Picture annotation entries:
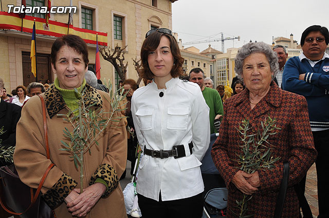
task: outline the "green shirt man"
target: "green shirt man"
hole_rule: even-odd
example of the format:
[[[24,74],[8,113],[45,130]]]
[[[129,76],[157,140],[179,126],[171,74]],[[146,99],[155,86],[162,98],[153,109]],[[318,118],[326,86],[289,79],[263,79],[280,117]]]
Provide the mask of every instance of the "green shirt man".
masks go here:
[[[209,121],[210,122],[210,134],[217,132],[214,126],[214,120],[224,114],[223,103],[220,94],[217,90],[204,86],[205,77],[203,71],[198,68],[193,68],[190,71],[190,82],[199,85],[206,103],[209,107]]]

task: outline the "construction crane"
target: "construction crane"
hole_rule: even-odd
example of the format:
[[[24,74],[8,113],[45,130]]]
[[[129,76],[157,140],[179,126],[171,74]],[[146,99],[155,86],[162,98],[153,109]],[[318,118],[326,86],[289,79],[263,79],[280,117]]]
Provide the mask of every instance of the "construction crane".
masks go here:
[[[224,38],[224,37],[223,35],[223,33],[221,32],[221,33],[222,33],[222,38],[214,38],[213,39],[204,40],[204,41],[203,41],[191,42],[190,43],[183,43],[182,45],[185,46],[185,45],[187,45],[197,44],[199,44],[199,43],[210,43],[211,42],[222,41],[222,52],[223,53],[224,53],[224,41],[225,40],[237,39],[238,41],[240,41],[240,35],[238,36],[237,37],[234,37],[233,36],[233,38],[231,38],[230,37],[228,37]],[[234,43],[234,41],[233,41],[233,43]]]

* _TASK STATEMENT_
Leave out the pictures and output the rest of the material exactly as written.

* _ANSWER TO THIS TASK_
task: outline the "green shirt man"
target: "green shirt man"
hole_rule: even-odd
example of the format:
[[[24,74],[8,113],[45,130]]]
[[[129,76],[157,140],[179,126],[171,74]],[[146,99],[155,86],[162,98],[153,109]],[[318,118],[326,86],[289,79],[263,79],[280,117]]]
Provide the mask of every instance of the "green shirt man".
masks go here:
[[[209,121],[210,122],[210,134],[217,132],[214,126],[214,120],[224,114],[223,103],[220,94],[217,90],[204,86],[205,77],[203,71],[198,68],[193,68],[190,71],[190,82],[199,85],[206,103],[209,107]]]

task: outline the "construction crane"
target: "construction crane"
hole_rule: even-odd
example of the format:
[[[24,74],[8,113],[45,130]]]
[[[129,76],[157,140],[179,126],[171,74]],[[146,99],[155,86],[162,98],[153,109]],[[318,118],[326,86],[289,79],[263,79],[280,117]]]
Provide the mask of every instance of the "construction crane".
masks go here:
[[[224,38],[224,37],[223,35],[223,33],[221,32],[221,33],[222,33],[222,38],[214,38],[213,39],[204,40],[204,41],[203,41],[191,42],[190,43],[183,43],[182,45],[185,46],[185,45],[187,45],[197,44],[199,44],[199,43],[210,43],[211,42],[222,41],[222,52],[223,53],[224,53],[224,41],[225,40],[237,39],[238,41],[240,41],[240,35],[238,36],[237,37],[234,37],[233,36],[233,38],[231,38],[230,37],[228,37]],[[234,43],[234,41],[233,41],[233,43]]]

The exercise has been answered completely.